# TASK BRIEF
According to the btrfs commit note below, what value can a call to btrfs_search_slot() return when the key is not found?

# PASSAGE SHOWN
=======

• Filipe Manana's avatar
    btrfs: fix directory logging due to race with concurrent index key deletion · 8bb6898d
    Filipe Manana authored
    
    
    Sometimes we log a directory without holding its VFS lock, so while we
    logging it, dir index entries may be added or removed. This typically
    happens when logging a dentry from a parent directory that points to a
    new directory, through log_new_dir_dentries(), or when while logging
    some other inode we also need to log its parent directories (through
    btrfs_log_all_parents()).
    
    This means that while we are at log_dir_items(), we may not find a dir
    index key we found before, because it was deleted in the meanwhile, so
    a call to btrfs_search_slot() may return 1 (key not found). In that case
    we return from log_dir_items() with a success value (the variable 'err'
    has a value of 0). This can lead to a few problems, specially in the case
    where the variable 'last_offset' has a value of (u64)-1 (and it's
    initialized to that when it was declared):
    
    1) By returning from log_dir_items() with success (0) and a value of
       (u64)-1 for '*last_offset_ret', we end up not logging any other dir
       index keys that follow the missing, just deleted, index key. The
       (u64)-1 value makes log_directory_changes() not call log_dir_items()

=======

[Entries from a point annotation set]
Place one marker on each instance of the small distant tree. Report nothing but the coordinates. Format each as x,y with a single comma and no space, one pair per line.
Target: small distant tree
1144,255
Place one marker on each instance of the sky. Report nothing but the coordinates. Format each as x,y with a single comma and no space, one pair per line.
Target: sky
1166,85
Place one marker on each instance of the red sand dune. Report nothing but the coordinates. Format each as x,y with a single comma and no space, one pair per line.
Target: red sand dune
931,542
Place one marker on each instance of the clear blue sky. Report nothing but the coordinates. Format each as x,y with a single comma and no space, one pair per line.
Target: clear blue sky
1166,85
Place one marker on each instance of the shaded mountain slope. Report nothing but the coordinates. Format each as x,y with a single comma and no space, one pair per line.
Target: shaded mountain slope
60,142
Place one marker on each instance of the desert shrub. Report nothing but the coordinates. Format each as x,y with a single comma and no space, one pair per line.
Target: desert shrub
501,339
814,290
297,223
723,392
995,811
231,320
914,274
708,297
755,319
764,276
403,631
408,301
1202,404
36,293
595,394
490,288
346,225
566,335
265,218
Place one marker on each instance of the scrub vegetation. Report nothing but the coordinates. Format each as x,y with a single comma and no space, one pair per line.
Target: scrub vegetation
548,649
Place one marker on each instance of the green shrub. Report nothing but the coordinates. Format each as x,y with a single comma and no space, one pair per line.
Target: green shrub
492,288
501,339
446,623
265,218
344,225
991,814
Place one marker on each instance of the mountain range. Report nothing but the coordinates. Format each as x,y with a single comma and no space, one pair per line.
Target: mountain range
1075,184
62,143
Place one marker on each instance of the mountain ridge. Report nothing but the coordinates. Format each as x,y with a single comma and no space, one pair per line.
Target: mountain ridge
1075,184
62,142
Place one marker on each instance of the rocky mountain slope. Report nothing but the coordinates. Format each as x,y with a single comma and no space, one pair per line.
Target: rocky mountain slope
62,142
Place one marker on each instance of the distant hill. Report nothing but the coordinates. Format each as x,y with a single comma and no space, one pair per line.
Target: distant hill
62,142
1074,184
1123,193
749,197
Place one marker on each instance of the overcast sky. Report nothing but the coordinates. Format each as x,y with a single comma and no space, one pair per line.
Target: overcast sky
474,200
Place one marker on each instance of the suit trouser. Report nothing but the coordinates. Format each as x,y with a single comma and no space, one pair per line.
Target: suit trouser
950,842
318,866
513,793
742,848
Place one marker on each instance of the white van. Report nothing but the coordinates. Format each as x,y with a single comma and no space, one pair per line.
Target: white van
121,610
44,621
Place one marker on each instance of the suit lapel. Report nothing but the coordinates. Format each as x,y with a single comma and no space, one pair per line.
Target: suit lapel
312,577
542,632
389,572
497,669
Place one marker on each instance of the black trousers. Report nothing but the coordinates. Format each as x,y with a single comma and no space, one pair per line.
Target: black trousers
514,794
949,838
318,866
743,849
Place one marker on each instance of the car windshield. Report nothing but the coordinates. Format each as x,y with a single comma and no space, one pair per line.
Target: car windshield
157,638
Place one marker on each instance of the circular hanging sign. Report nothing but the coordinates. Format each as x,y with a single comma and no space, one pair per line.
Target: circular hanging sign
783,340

=======

# SOLUTION
It can return 1.